Depois de em The Seventh Cross ter abordado, numa altura em
que era raro ou delicado fazê-lo, os horrores dos campos de concentração nazis,
Fred Zinnemann volta em 1948 ao confinamento em tempos de guerra de uma maneira
menos directa, com um conto de vingança e decepção numa América entretanto
declarada vitoriosa. Robert Ryan impõe toda a sua fisicalidade ao entrar em
cena como um monossilábico nova-iorquino que sai de casa apressadamente para
atravessar o país até à Califórnia. Mancando e com uma arma carregada, o seu
objectivo é muito claro: matar Frank Enley.
Enquanto o primeiro começa por ser apresentado como uma
figura ameaçadora e deformada, o segundo aparenta ser o oposto, um veterano das
forças armadas com noções vincadas de família e comunidade, que promove o
investimento na construção civil, contribuindo para o crescimento assolapado
dos subúrbios, símbolo de uma nação próspera. Zinnemann explora uma ideia
tornada recorrente, entrando por uma dessas casas adentro para revelar que a
perfeição do espaço pode ser traiçoeira. Lentamente, os papéis invertem-se, os
contornos difundem-se e um dia de pesca solarengo dá lugar a uma noite de
terror urbano.

LINHAS DE DADOS:
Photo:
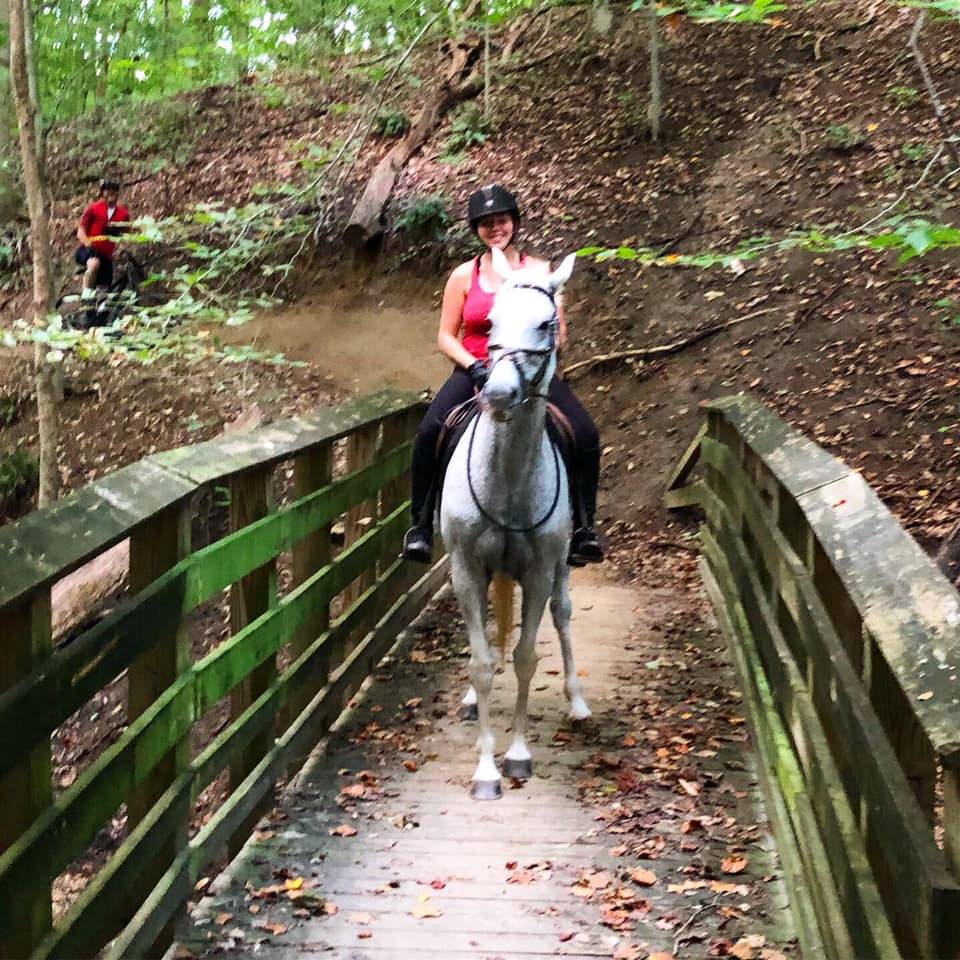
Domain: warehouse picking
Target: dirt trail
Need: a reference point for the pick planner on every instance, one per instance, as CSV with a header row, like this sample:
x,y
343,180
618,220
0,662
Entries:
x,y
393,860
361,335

INSTRUÇÕES DAS TAREFAS:
• A. Copie tal e qual o trecho da crítica ao filme de Fred Zinnemann que vai de "Depois de em" a "matar Frank Enley.".
• B. Escreva a continuação da crítica ao filme de Fred Zinnemann a partir do ponto em que termina.

RESPOSTAS POR ORDEM:
• A.
Depois de em The Seventh Cross ter abordado, numa altura em
que era raro ou delicado fazê-lo, os horrores dos campos de concentração nazis,
Fred Zinnemann volta em 1948 ao confinamento em tempos de guerra de uma maneira
menos directa, com um conto de vingança e decepção numa América entretanto
declarada vitoriosa. Robert Ryan impõe toda a sua fisicalidade ao entrar em
cena como um monossilábico nova-iorquino que sai de casa apressadamente para
atravessar o país até à Califórnia. Mancando e com uma arma carregada, o seu
objectivo é muito claro: matar Frank Enley.

• B.
Parkson quer ajustar contas com o passado, depois de
sobreviver a um massacre de prisioneiros de guerra cuja fuga foi denunciada às
SS pelo seu superior, o oficial Enley, em troca de comida. Eternamente
arrependido por ter abdicado dos seus princípios morais, este tem desde então primado
por ser um pai, marido e cidadão exemplar. Talvez por isso seja difícil
condená-lo completamente e se torne fascinante seguir a sua viagem pelos
recantos mais insidiosos de Los Angeles, embebedando-se, escondendo-se, afastando-se
para proteger a esposa, tentando encontrar uma solução.
A integridade é um tema de toda a filmografia de Zinnemann e
também as mulheres deste filme se sentem ameaçadas, arrastadas por amor ou pela
fortuna para o circuito de culpa e desilusão que Parkson e Enley não conseguem
ultrapassar, o mesmo que perpassa pelo mais recente The Master. As caras
metades de ambos unem-se para evitar males maiores, mostrando ser mais
ponderadas e compreensivas perante uma situação que está longe de ser preto no
branco. Já Pat oferece as soluções que conhece, retraindo-se de tirar proveitos
da situação; Mary Astor traz dignidade a uma personagem com pouca sorte na
vida.
Efectivamente, Act Of Violence faz-se de camadas e camadas diferentes
de cinzento sobrepostas e realçadas pela cinematografia expressiva e arenosa de
Robert Surtees, que considero ser das melhores de sempre em qualquer film-noir.
Alguns planos, como o que inclui o funicular Angels Flight, um tesouro
escondido da cidade, ou a sequência no túnel, que faz a memória dos que
morreram por sua causa ecoar na cabeça de Enley, são imperdíveis. Dentro do
género, poucos conseguem ser tão implacáveis e aludir com tanta intensidade às
incertezas do pós-guerra.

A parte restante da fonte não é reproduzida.